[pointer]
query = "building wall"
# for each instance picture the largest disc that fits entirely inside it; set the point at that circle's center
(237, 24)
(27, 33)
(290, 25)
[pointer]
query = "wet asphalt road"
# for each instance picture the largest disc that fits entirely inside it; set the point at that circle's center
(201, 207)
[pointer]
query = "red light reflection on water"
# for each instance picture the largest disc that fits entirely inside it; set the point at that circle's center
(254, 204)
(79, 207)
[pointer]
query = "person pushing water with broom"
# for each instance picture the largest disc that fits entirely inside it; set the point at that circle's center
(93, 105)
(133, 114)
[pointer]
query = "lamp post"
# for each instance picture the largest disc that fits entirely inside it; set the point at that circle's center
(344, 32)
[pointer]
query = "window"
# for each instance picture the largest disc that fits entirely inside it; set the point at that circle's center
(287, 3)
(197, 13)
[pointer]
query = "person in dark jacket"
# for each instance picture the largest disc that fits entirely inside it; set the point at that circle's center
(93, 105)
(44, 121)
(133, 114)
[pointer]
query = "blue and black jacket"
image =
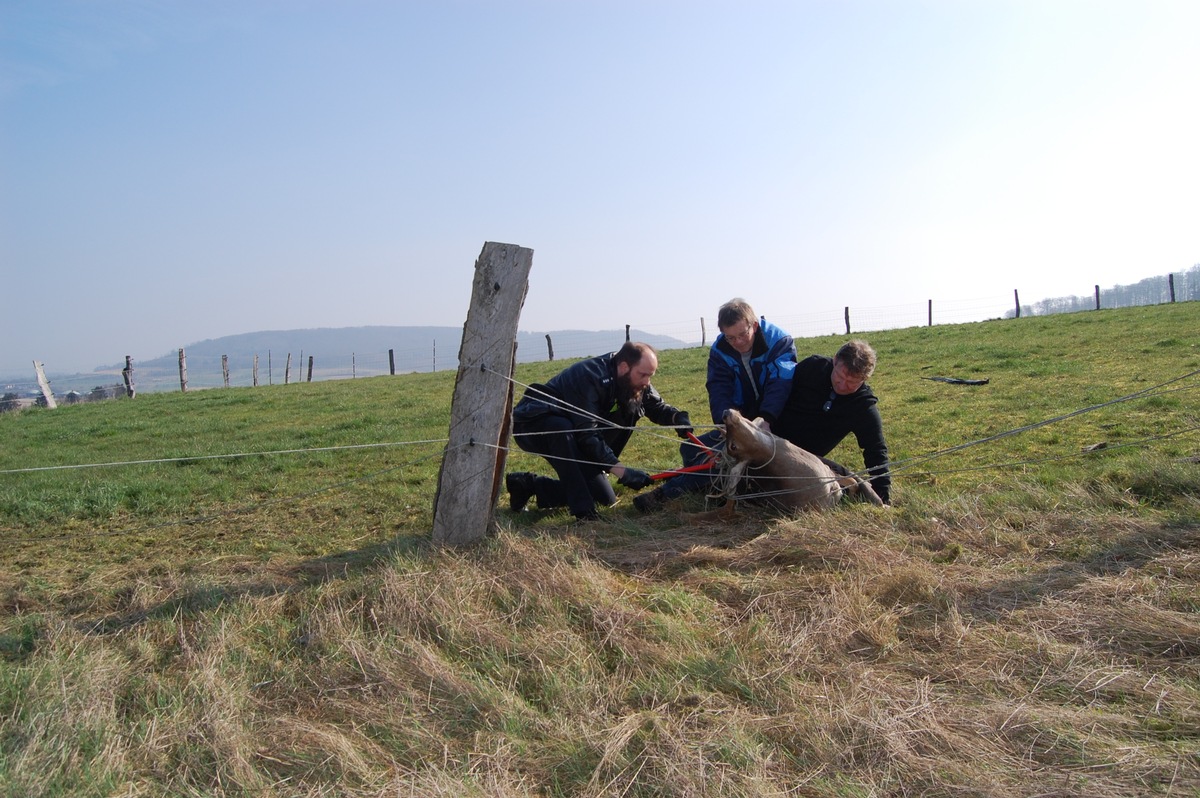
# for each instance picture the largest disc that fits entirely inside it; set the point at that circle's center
(761, 391)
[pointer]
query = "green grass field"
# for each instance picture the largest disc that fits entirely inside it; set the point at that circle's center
(234, 593)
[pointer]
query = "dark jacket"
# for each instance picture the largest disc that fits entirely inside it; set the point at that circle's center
(587, 394)
(809, 425)
(730, 385)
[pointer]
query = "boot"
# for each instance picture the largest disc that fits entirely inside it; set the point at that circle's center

— Request —
Gather each line of the records that contains the word "query", listing the lines in the order they appear.

— Full output —
query = "building wall"
query = "wet asphalt road"
query = "red light reflection on water"
query = "person pushing water with broom"
query = "lamp post"
query = "window"
query = "person in dark jacket"
query = "blue and black jacket"
query = "green grass field"
query = "dark jacket"
query = "boot"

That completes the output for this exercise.